Supplied passage:
The model output at node k is y_k, k = 1, 2, 3, …, p, where

$${y}_{k}=\lambda {\overline{y}}_{k}+\left(1-\lambda \right){\underline{y}}_{k}$$

(43)

where $\lambda $ is the weighing constant, which is set within the range [0, 0.5].

$${\overline{y}}_{k}=\frac{\sum_{j=1}^{m}{z}_{j}{a}_{kj}{\overline{V}}_{kj}}{\sum_{j=1}^{m}{z}_{j}{\overline{V}}_{kj}} , \,{\underline{y}}_{k}=\frac{\sum_{j=1}^{m}{z}_{j}{a}_{kj}{\underline{V}}_{ kj}}{\sum_{j=1}^{m}{z}_{j}{ \underline{V}}_{ kj}}$$

(44)

In our case, the volume ${\overline{V}}_{kj}$ is simply the area of consequent weight fuzzy sets represented by IT2 Cauchy membership functions. Thus, ${\overline{V}}_{kj}$ is ${\overline{b}}_{kj}\pi $, and ${\underline{V}}_{ kj}$ is ${\underline{b}}_{kj}\pi $, then we have

$${\overline{y}}_{k}=\frac{\sum_{j=1}^{m}{z}_{j}{a}_{kj}{\overline{b}}_{kj}}{\sum_{j=1}^{m}{z}_{j}{\overline{b}}_{kj}} ,\, {\underline{y}}_{k}=\frac{\sum_{j=1}^{m}{z}_{j}{a}_{kj}{\underline{b}}_{kj}}{\sum_{j=1}^{m}{z}_{j}{\underline{b}}_{kj}}$$

(45)

Required task A: Output every line of the records below as a JSON list of strings, one string per line, with blank lines omitted.

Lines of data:
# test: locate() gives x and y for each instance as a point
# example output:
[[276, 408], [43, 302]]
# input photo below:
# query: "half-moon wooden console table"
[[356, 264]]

Required task B: Write what comes next in the passage on the interval type-2 model output, starting after equation (45).

Task response A:
[
  "# test: locate() gives x and y for each instance as a point",
  "# example output:",
  "[[276, 408], [43, 302]]",
  "# input photo below:",
  "# query: \"half-moon wooden console table\"",
  "[[356, 264]]"
]

Task response B:
Thus, from (45) to (43), then we have

$${y}_{k}=\lambda \left(\frac{\sum_{j=1}^{m}{z}_{j}{a}_{kj}{\overline{b}}_{kj}}{\sum_{j=1}^{m}{z}_{j}{\overline{b}}_{kj}}\right)+\left(1-\lambda \right)\left(\frac{\sum_{j=1}^{m}{z}_{j}{a}_{kj}{\underline{b}}_{kj}}{\sum_{j=1}^{m}{z}_{j}{\underline{b}}_{kj}}\right)$$

(46)

4.1 Iterative Update Equations

Based on the training data, a supervised learning approach based on a gradient descent method is used for updating the model’s parameters. The training performance criterion is taken as a squared error function:

$$E(t)=\frac{1}{2}\sum_{k=1}^{p}{({d}_{k}\left(t\right)-{y}_{k}(t))}^{2}$$

(47)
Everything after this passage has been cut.